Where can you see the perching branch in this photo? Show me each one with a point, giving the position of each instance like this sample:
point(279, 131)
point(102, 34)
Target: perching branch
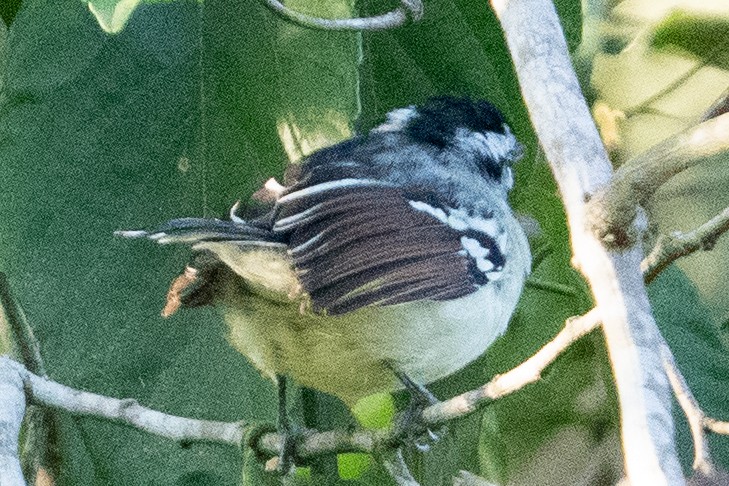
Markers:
point(612, 210)
point(408, 9)
point(571, 143)
point(515, 379)
point(670, 248)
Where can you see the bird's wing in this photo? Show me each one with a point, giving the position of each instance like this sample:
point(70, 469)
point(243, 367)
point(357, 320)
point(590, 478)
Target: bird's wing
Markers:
point(358, 242)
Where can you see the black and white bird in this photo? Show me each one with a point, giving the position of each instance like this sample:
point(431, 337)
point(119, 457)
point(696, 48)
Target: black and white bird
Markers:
point(393, 256)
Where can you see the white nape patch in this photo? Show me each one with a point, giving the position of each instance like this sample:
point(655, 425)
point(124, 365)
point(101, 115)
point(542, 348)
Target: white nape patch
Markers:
point(329, 186)
point(397, 120)
point(491, 144)
point(474, 248)
point(427, 208)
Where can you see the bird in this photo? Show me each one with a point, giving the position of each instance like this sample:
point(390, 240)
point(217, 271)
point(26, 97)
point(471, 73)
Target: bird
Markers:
point(386, 261)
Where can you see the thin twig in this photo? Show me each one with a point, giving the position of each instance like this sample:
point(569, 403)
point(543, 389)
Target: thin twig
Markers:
point(581, 167)
point(716, 426)
point(21, 329)
point(612, 211)
point(42, 391)
point(12, 410)
point(670, 248)
point(408, 9)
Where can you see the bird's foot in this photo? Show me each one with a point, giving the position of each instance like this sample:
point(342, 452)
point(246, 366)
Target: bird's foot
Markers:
point(409, 425)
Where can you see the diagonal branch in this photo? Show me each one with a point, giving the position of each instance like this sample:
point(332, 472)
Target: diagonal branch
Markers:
point(613, 209)
point(670, 248)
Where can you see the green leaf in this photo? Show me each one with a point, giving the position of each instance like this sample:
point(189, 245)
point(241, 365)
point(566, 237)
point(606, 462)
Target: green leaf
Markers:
point(113, 15)
point(8, 10)
point(703, 35)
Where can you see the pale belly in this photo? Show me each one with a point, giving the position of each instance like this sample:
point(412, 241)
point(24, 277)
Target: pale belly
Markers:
point(352, 355)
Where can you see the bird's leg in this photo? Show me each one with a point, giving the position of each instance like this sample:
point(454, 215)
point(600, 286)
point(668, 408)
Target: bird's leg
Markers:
point(410, 422)
point(288, 445)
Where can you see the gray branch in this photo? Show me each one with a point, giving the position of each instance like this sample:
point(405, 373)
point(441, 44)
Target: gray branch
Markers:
point(581, 167)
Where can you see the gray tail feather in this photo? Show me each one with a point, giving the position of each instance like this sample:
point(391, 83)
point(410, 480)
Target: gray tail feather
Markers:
point(195, 230)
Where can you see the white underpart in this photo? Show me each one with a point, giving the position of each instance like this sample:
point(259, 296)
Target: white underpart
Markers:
point(397, 120)
point(478, 253)
point(274, 186)
point(350, 355)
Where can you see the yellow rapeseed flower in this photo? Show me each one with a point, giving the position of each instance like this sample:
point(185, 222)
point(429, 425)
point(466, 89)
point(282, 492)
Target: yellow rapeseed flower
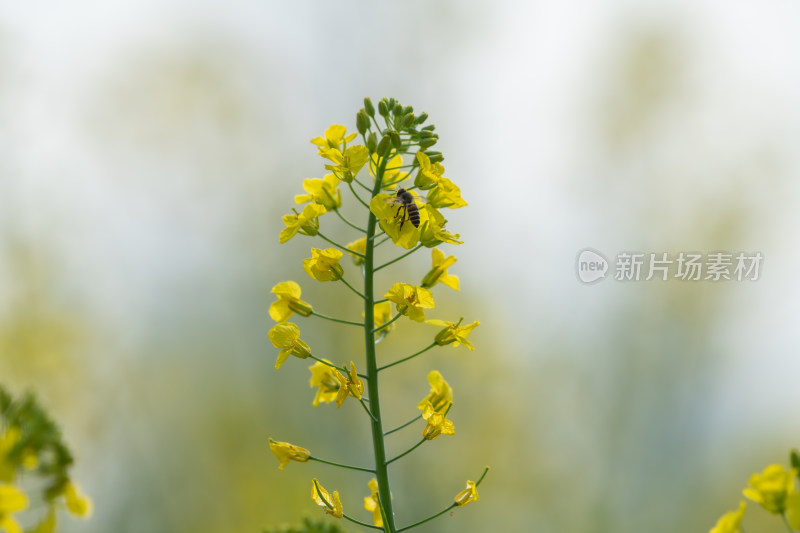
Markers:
point(286, 336)
point(771, 487)
point(793, 510)
point(288, 302)
point(438, 424)
point(323, 376)
point(730, 522)
point(386, 211)
point(470, 494)
point(432, 232)
point(78, 503)
point(322, 191)
point(323, 265)
point(453, 333)
point(372, 504)
point(306, 222)
point(438, 272)
point(383, 314)
point(332, 505)
point(347, 164)
point(441, 395)
point(286, 453)
point(12, 500)
point(410, 300)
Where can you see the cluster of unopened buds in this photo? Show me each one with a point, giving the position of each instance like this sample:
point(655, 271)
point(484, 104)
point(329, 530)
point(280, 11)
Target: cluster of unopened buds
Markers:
point(775, 490)
point(35, 467)
point(395, 146)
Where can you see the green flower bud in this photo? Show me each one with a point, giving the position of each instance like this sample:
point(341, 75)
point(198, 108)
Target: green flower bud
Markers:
point(362, 122)
point(435, 157)
point(311, 227)
point(427, 237)
point(372, 142)
point(424, 144)
point(337, 270)
point(368, 107)
point(300, 307)
point(396, 142)
point(300, 349)
point(383, 146)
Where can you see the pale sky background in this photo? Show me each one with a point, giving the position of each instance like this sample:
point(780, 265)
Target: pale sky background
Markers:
point(146, 142)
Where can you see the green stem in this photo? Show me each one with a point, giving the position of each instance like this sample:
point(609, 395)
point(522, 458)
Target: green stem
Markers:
point(351, 287)
point(383, 240)
point(398, 428)
point(786, 521)
point(369, 413)
point(382, 326)
point(381, 470)
point(358, 198)
point(339, 320)
point(343, 248)
point(362, 185)
point(404, 359)
point(399, 258)
point(340, 465)
point(360, 523)
point(362, 230)
point(417, 445)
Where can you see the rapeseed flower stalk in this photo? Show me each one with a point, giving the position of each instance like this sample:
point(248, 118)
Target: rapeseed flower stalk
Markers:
point(775, 490)
point(394, 147)
point(31, 445)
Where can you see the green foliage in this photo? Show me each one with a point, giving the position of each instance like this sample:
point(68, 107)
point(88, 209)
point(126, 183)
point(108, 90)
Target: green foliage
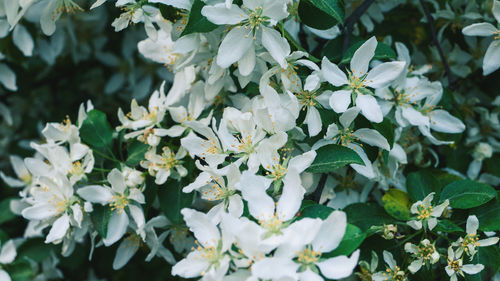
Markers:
point(96, 131)
point(397, 204)
point(465, 194)
point(332, 157)
point(197, 23)
point(173, 200)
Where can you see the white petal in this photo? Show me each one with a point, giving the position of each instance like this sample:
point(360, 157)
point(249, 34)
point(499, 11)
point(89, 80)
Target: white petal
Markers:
point(479, 29)
point(202, 227)
point(58, 230)
point(384, 73)
point(369, 108)
point(276, 45)
point(491, 60)
point(332, 73)
point(340, 100)
point(472, 268)
point(8, 252)
point(363, 56)
point(339, 267)
point(442, 121)
point(233, 47)
point(95, 194)
point(313, 121)
point(117, 227)
point(126, 250)
point(220, 14)
point(331, 232)
point(372, 137)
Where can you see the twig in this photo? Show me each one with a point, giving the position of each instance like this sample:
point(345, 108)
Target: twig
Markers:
point(316, 196)
point(351, 20)
point(435, 41)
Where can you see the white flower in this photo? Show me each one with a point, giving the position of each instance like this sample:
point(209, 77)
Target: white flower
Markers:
point(7, 255)
point(424, 253)
point(121, 200)
point(469, 243)
point(426, 214)
point(250, 28)
point(162, 166)
point(209, 256)
point(359, 79)
point(392, 273)
point(52, 200)
point(491, 60)
point(456, 267)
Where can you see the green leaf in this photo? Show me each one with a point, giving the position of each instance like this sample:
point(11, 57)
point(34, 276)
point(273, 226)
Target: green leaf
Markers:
point(197, 23)
point(315, 211)
point(95, 130)
point(488, 216)
point(397, 204)
point(386, 129)
point(334, 8)
point(35, 249)
point(100, 217)
point(465, 194)
point(173, 200)
point(5, 212)
point(447, 226)
point(353, 237)
point(365, 215)
point(135, 153)
point(383, 51)
point(314, 17)
point(332, 157)
point(21, 270)
point(420, 184)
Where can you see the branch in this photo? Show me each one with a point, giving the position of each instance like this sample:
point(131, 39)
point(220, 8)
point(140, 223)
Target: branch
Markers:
point(351, 20)
point(435, 42)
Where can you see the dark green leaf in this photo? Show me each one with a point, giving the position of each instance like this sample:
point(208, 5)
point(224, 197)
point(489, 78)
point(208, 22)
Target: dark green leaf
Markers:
point(100, 217)
point(95, 130)
point(172, 200)
point(465, 194)
point(332, 157)
point(488, 216)
point(447, 226)
point(397, 204)
point(365, 215)
point(135, 152)
point(21, 270)
point(314, 17)
point(197, 23)
point(420, 184)
point(383, 51)
point(334, 8)
point(5, 212)
point(353, 237)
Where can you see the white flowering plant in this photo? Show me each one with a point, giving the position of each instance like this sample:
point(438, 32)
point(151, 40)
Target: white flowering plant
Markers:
point(249, 140)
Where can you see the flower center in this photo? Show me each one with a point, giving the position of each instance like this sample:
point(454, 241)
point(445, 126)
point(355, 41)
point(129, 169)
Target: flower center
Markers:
point(424, 212)
point(308, 256)
point(118, 202)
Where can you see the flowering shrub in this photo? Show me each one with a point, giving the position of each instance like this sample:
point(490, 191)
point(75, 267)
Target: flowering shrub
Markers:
point(282, 140)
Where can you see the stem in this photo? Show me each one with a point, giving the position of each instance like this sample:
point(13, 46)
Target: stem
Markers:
point(319, 189)
point(435, 42)
point(351, 20)
point(297, 45)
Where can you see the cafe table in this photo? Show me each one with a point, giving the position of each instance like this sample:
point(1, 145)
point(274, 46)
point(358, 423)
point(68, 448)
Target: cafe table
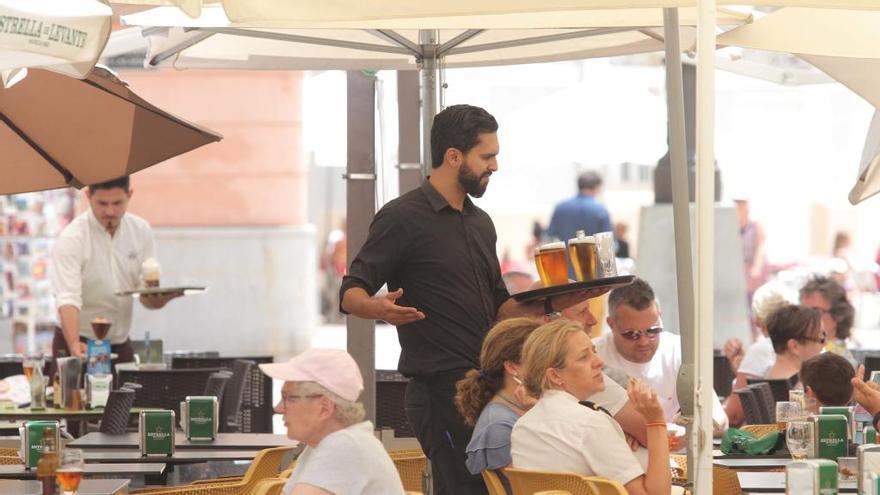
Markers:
point(17, 471)
point(224, 441)
point(774, 482)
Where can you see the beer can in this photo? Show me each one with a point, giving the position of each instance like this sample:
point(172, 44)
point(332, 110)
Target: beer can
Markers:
point(811, 477)
point(156, 432)
point(199, 417)
point(32, 434)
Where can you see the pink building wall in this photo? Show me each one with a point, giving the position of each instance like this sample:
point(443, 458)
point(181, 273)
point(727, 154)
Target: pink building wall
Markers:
point(255, 176)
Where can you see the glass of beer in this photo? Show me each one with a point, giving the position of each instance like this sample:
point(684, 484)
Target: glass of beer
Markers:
point(70, 471)
point(552, 264)
point(799, 439)
point(606, 254)
point(584, 257)
point(787, 411)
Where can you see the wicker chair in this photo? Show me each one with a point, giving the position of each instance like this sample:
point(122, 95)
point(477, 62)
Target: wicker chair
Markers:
point(410, 466)
point(269, 486)
point(605, 486)
point(117, 412)
point(760, 430)
point(525, 482)
point(266, 464)
point(493, 482)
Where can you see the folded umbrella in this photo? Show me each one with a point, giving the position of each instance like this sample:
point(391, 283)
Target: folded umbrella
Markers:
point(56, 131)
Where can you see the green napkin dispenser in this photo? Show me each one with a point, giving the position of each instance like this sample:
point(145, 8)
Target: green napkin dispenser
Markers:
point(32, 434)
point(830, 432)
point(199, 417)
point(156, 432)
point(850, 418)
point(811, 477)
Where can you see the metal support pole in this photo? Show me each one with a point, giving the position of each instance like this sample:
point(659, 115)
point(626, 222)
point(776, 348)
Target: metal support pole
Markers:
point(360, 209)
point(429, 70)
point(681, 218)
point(705, 221)
point(409, 144)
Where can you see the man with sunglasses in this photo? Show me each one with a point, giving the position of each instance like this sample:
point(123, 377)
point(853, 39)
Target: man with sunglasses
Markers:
point(638, 346)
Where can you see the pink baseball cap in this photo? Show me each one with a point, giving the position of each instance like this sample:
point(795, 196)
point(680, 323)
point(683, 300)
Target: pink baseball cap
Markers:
point(333, 369)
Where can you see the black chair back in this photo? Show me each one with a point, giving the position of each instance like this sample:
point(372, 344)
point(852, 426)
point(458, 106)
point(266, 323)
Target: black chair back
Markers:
point(751, 409)
point(765, 399)
point(117, 412)
point(779, 387)
point(166, 389)
point(255, 415)
point(723, 379)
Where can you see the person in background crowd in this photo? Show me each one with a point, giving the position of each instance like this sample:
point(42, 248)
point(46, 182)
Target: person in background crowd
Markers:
point(582, 212)
point(827, 380)
point(620, 237)
point(838, 315)
point(561, 368)
point(638, 346)
point(320, 408)
point(760, 356)
point(797, 335)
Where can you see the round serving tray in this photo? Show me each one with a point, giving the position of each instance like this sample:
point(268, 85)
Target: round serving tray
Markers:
point(595, 287)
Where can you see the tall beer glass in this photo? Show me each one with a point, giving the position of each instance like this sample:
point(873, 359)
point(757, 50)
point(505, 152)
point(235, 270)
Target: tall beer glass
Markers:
point(584, 257)
point(552, 265)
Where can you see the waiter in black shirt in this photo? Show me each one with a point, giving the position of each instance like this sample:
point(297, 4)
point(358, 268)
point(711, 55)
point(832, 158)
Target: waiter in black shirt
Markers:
point(436, 251)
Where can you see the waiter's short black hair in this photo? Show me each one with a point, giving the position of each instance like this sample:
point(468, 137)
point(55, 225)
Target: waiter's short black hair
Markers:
point(123, 182)
point(459, 127)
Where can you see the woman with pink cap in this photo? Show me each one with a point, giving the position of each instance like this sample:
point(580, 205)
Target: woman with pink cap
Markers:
point(320, 409)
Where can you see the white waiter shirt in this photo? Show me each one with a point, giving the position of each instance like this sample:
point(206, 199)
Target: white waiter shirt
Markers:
point(89, 267)
point(661, 372)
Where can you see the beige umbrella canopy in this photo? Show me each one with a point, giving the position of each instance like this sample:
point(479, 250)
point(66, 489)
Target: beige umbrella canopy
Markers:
point(56, 131)
point(64, 36)
point(845, 44)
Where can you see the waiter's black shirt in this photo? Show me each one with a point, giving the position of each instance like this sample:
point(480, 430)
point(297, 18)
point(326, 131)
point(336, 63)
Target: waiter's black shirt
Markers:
point(445, 261)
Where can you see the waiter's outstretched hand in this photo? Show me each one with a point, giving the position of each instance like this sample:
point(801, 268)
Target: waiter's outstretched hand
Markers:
point(386, 309)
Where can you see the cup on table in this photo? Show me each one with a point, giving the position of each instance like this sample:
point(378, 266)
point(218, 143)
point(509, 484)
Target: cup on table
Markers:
point(552, 263)
point(605, 250)
point(799, 439)
point(787, 411)
point(71, 467)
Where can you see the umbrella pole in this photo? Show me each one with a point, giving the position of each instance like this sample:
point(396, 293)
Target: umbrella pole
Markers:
point(429, 65)
point(681, 221)
point(705, 221)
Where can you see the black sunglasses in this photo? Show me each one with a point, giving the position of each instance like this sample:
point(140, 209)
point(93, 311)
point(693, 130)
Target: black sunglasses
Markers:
point(635, 335)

□ □ □ □ □

**Your objective:** Rewrite the lines from the one containing "Where can you see the pale belly" through the one containing "point(352, 355)", inclusive, replacing "pale belly" with "pale underside" and leaving everything else unchanged.

**The answer:**
Where can you see the pale underside in this photo? Show me each one with a point, giving the position of each instance like this sample:
point(412, 241)
point(24, 277)
Target: pale underside
Markers:
point(352, 355)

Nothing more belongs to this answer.